Work required: An exact copy of every entry is needed, without the pictures.

Entries supplied:
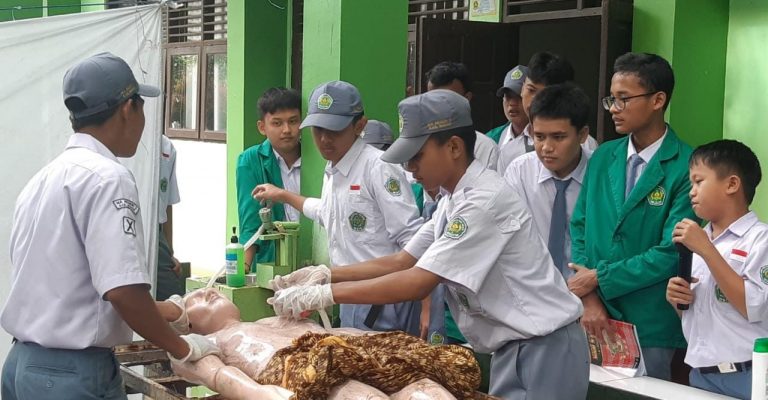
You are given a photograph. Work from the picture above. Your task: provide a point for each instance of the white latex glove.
(181, 325)
(199, 347)
(294, 301)
(310, 275)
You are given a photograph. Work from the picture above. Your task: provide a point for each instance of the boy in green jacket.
(634, 192)
(276, 160)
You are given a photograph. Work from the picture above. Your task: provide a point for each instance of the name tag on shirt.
(738, 255)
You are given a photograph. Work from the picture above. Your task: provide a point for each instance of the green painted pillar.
(256, 60)
(692, 35)
(363, 42)
(746, 86)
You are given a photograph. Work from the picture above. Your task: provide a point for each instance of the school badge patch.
(456, 228)
(393, 187)
(325, 101)
(719, 295)
(657, 197)
(357, 221)
(764, 274)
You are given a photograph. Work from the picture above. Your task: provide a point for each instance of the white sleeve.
(421, 241)
(394, 197)
(470, 245)
(114, 237)
(173, 187)
(756, 280)
(312, 208)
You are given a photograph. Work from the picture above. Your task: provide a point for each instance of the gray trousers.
(33, 372)
(551, 367)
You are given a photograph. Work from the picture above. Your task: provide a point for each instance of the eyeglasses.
(620, 102)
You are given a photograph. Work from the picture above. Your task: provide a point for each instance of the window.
(196, 70)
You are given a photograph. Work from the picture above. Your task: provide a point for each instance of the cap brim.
(148, 91)
(403, 149)
(327, 121)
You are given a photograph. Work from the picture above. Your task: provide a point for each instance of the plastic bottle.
(235, 267)
(759, 369)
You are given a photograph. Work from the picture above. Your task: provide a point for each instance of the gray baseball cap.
(377, 132)
(101, 82)
(333, 105)
(514, 80)
(436, 111)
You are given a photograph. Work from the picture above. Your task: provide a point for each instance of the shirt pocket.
(362, 218)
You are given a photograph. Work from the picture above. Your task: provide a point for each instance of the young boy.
(512, 105)
(634, 191)
(367, 206)
(277, 160)
(549, 179)
(544, 69)
(728, 298)
(455, 76)
(505, 293)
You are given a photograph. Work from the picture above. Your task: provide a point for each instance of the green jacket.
(496, 132)
(257, 165)
(630, 242)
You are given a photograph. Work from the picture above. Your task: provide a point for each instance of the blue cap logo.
(325, 101)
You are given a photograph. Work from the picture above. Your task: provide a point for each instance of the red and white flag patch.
(738, 255)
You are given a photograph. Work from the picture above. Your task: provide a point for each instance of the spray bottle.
(234, 265)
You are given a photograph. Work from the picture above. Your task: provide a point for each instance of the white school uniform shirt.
(646, 154)
(77, 234)
(716, 332)
(535, 185)
(367, 207)
(502, 283)
(511, 147)
(486, 151)
(291, 177)
(169, 188)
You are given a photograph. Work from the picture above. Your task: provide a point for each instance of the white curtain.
(34, 124)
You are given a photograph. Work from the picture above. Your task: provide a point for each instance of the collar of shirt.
(577, 174)
(345, 164)
(284, 165)
(738, 227)
(647, 153)
(91, 143)
(507, 136)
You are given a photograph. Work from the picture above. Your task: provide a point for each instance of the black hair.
(466, 134)
(75, 104)
(562, 101)
(549, 69)
(446, 72)
(730, 157)
(653, 71)
(278, 98)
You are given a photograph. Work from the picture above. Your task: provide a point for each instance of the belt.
(726, 368)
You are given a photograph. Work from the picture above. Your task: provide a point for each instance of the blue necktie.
(634, 164)
(558, 226)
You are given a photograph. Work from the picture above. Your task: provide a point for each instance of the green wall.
(342, 43)
(10, 15)
(677, 30)
(746, 85)
(256, 60)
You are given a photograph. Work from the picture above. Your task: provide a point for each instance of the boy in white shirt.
(729, 289)
(549, 180)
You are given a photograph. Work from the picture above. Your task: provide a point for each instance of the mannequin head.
(209, 311)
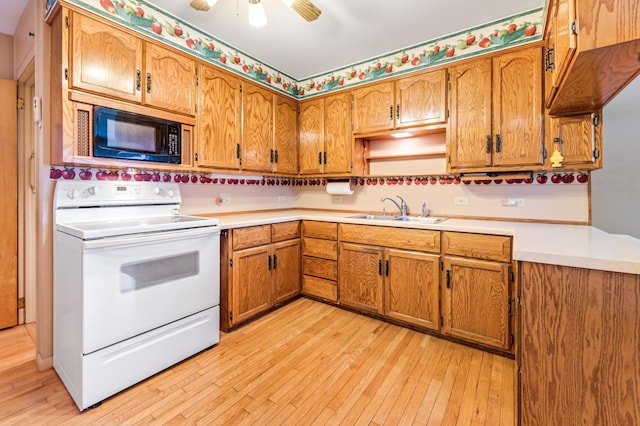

Result of this task:
You are given a photograph. Work from the picture above. Your task: provide a point for each instance of the white latex glove.
(181, 325)
(199, 347)
(294, 301)
(310, 275)
You are given a photograph. Work from the picture above. Your task: provide a point for each instance of the boy in green jacket.
(634, 192)
(276, 160)
You are given a photograph. Work from the picture above. Your task: provide a point for each instance of the name tag on shirt.
(738, 255)
You are given a photograph. Work from the picture above. Your task: provide a point for each instance of the green painted pillar.
(256, 60)
(692, 35)
(363, 42)
(746, 86)
You are given a photograph. Work from the picture above. Your task: provide a point for each instance of the school badge patch.
(456, 228)
(393, 187)
(325, 101)
(719, 295)
(657, 197)
(357, 221)
(764, 274)
You are given a photograph. Work from the picture above. Your task: provide a point for each instance of the white sleeve.
(421, 241)
(394, 197)
(470, 245)
(114, 237)
(173, 187)
(756, 280)
(312, 208)
You are given a photograph. Work from the picture above. Your task: provide a point for each instance of the gray trousers.
(33, 372)
(551, 367)
You are given a photograph. Work from the picture above. Your task: provide a point for each instance of the eyeglasses.
(620, 102)
You are given a photograph. Work from the picture above. Your task: provide a point for each instance of the window.
(196, 70)
You are given a photograph. Work from the picture above. Your task: provide a point for each instance of the cap brim.
(148, 91)
(403, 149)
(327, 121)
You are given a photograph. Work from the picture above. Your task: provide a point for each instance of the plastic bottle.
(235, 267)
(759, 369)
You are given a photograph. Work from the picture above. Your task: provide a point for each instance of the gray baseball cap.
(377, 132)
(101, 82)
(333, 105)
(514, 80)
(436, 111)
You are given a photograph. Work from the picture above. Your task: provide a point for each instance of the shirt pocket.
(362, 218)
You are given a photograph. Work from the picture above. Your task: provide a point for each instance of the young boy.
(512, 105)
(634, 191)
(367, 206)
(277, 160)
(549, 179)
(544, 69)
(728, 298)
(455, 76)
(505, 293)
You are given a photograph. Work from the picture above. Your task: provide a point for each instance of the green jacket.
(496, 132)
(257, 165)
(630, 242)
You are given a photograph. Work from the picture above. Your task: provide a point for each instance of the blue cap logo.
(325, 101)
You are given a photograph. Work from the picture above. Your task: provide a point for each instance of the red and white flag patch.
(738, 255)
You are given a photograph. Work from the picture above. Your task: provide a point for each instance of the spray bottle.
(234, 265)
You are given a photograph. Work from the picture above. Your task: provide a point for each instance of the white school uniform shirt.
(646, 154)
(77, 234)
(716, 332)
(535, 185)
(367, 207)
(502, 283)
(511, 147)
(486, 151)
(291, 177)
(169, 188)
You are given a photograph. Work from the picture above. Your task: provide a point for each instance of the white curtain.
(34, 124)
You are given a photograph. Work from the picture above. Your task: provide a point for each instance of the collar of shirt.
(577, 174)
(345, 164)
(284, 165)
(738, 227)
(647, 153)
(91, 143)
(507, 136)
You are given a photograph. Work from the picture above. Your task: provide a point for each instance of the black hair.
(466, 134)
(75, 104)
(562, 101)
(549, 69)
(446, 72)
(730, 157)
(653, 71)
(278, 98)
You are given a photograph. Work from the picture above. Your task: provide a point for each instance of the belt.
(726, 368)
You are given a photograph. Work from the picture above. Your task: provide a point for each instance of the blue necktie.
(634, 164)
(558, 226)
You are given a photograph. Work from the picture above. Your task: provide a point for each instance of the green wall.
(342, 43)
(10, 15)
(677, 30)
(746, 85)
(256, 60)
You are given a photograph. Work from the picture above. Your task: provide a point for each instance of the boy in white shirt.
(729, 289)
(549, 180)
You are given a photograph. Work from the picture above. Your task: provide a point for each instance of the mannequin head.
(209, 311)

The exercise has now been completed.